Provided text
## BEGIN
Out of print, rare and hard to obtain

Important zoological treatise on Rattus norvegicus. Contains some rather depressing chapters on man's attempts to kill off wild rats - but also a great deal of fascinating information about wild rat behaviour, tunnel-systems etc..


Encyclopaedia of Rabbits and Rodents
Esther Verhoef-Verhallen: pub. 1997, REBO Productions (hardback)

Should still be in print and available through good pet-shops

Translated erratically from the Dutch and type-set by a dyslexic computer, but thorough and informative, with sound advice on husbandry and an enormous number of absolutely superb photographs (even if some of the captions have been transposed...) of rats and other small furry things, including exotics such as degus and jirds.


Fiction:


Mrs Frisby and the Rats of NIMH
Robert C O'Brien: pub. 1971 Scholastic (paperback); 1974 Atheneum (hardback); 1986 Aladdin Books (paperback); 1987 Puffin Books (paperback)
## END
Provided data
## BEGIN
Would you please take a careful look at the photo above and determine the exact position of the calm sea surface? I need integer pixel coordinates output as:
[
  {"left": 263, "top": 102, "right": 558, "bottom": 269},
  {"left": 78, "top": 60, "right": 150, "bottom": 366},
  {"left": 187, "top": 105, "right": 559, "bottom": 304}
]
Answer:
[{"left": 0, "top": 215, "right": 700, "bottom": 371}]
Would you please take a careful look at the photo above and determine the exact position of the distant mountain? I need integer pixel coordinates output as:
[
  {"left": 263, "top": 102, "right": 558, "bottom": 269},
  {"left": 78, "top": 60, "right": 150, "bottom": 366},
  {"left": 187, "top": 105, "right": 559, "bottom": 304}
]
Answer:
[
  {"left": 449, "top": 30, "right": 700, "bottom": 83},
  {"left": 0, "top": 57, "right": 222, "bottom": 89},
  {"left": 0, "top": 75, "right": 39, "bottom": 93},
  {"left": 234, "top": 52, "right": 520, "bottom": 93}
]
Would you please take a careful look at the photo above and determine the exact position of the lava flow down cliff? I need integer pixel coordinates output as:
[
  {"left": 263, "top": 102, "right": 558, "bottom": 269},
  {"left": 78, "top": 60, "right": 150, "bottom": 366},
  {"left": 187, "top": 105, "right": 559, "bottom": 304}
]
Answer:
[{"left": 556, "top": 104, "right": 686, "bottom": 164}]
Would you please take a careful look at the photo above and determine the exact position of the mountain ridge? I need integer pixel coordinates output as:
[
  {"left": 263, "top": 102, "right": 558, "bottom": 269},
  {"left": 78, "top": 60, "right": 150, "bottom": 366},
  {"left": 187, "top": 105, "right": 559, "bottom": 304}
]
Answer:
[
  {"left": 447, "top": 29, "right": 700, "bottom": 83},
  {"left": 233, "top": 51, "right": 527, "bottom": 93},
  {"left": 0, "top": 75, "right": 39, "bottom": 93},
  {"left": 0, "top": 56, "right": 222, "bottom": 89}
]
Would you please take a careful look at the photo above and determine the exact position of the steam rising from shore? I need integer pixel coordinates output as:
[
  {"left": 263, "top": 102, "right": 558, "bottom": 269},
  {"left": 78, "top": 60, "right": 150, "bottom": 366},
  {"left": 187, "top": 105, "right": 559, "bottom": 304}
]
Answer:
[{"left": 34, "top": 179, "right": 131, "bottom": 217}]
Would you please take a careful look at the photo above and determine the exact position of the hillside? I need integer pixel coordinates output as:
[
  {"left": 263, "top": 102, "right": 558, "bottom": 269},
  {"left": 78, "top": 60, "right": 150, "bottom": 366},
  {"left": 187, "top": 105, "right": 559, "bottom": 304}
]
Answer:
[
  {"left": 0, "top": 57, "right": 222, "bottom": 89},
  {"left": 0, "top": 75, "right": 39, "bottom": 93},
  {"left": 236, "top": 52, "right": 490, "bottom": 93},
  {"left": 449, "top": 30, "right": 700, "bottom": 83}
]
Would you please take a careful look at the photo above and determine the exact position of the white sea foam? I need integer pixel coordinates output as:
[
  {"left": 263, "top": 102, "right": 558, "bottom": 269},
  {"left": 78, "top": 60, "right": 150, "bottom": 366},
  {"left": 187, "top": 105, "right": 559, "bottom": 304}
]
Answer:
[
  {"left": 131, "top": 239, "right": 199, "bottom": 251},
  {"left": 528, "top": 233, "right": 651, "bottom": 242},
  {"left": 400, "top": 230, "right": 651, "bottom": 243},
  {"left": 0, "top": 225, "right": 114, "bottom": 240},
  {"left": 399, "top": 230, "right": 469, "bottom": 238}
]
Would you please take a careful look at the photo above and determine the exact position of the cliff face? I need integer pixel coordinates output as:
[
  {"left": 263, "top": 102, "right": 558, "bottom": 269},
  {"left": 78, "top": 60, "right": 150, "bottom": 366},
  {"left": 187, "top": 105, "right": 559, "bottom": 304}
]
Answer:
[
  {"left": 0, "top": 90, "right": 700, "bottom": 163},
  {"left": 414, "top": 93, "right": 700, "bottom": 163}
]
## END
Goal 1
In the rat book list, reproduce the part that opens with the words "Translated erratically from" and closes with "Puffin Books (paperback)", swapping "photographs" for "pictures".
Goal 2
According to the rat book list, which company published the Encyclopaedia of Rabbits and Rodents in 1997?
Goal 3
Extend the rat book list beyond its final line.

Final answer 1
Translated erratically from the Dutch and type-set by a dyslexic computer, but thorough and informative, with sound advice on husbandry and an enormous number of absolutely superb pictures (even if some of the captions have been transposed...) of rats and other small furry things, including exotics such as degus and jirds.


Fiction:


Mrs Frisby and the Rats of NIMH
Robert C O'Brien: pub. 1971 Scholastic (paperback); 1974 Atheneum (hardback); 1986 Aladdin Books (paperback); 1987 Puffin Books (paperback)

Final answer 2
REBO Productions

Final answer 3
Atheneum and Aladdin versions in print, and all versions readily available second-hand

Children's science fiction/animal fantasy. The eponymous rats (and a few mice) of NIMH have escaped from a laboratory where their intelligence was boosted to human levels, and are now trying to set up their own civilization: but even the "ordinary" animals talk. Seen through the eyes of Mrs Frisby, a normal mouse but the widow of one of the NIMH mice, who has to go to the rats for help in moving her nest out of the way of the coming ploughing. Winner of 1972 Newbery Medal for the most distinguished contribution to American children's literature.


Switchers
Kate Thompson: pub. 1998 Disney (hardback); 1998 Red Fox (paperback); 1999 Hyperion (paperback)

All versions in print
Midnight's Choice
Kate Thompson: pub. 1998 Bodley Head Children's Books (hardcover); 1999 Red Fox (paperback)

Red Fox version in print
Wild Blood
Kate Thompson: pub. 2000 Red Fox (paperback)

In print

Switchers is a children's fantasy about teenage shape-shifters who take on (non-human) animal form to save the world from icy monsters: they spend a lot of time with and as rats, who are sympathetically and engagingly portrayed. The second book in the same series, Midnight's Choice, concentrates heavily on rats, but is less interesting to rat-lovers because in this case the rats are being possessed and controlled by an outside force, so their behaviour is not as appealingly ratty as in the first book. A third book, Wild Blood, appeared in 2000: I haven't read it yet but I gather it too pays a lot of sympathetic attention to rats.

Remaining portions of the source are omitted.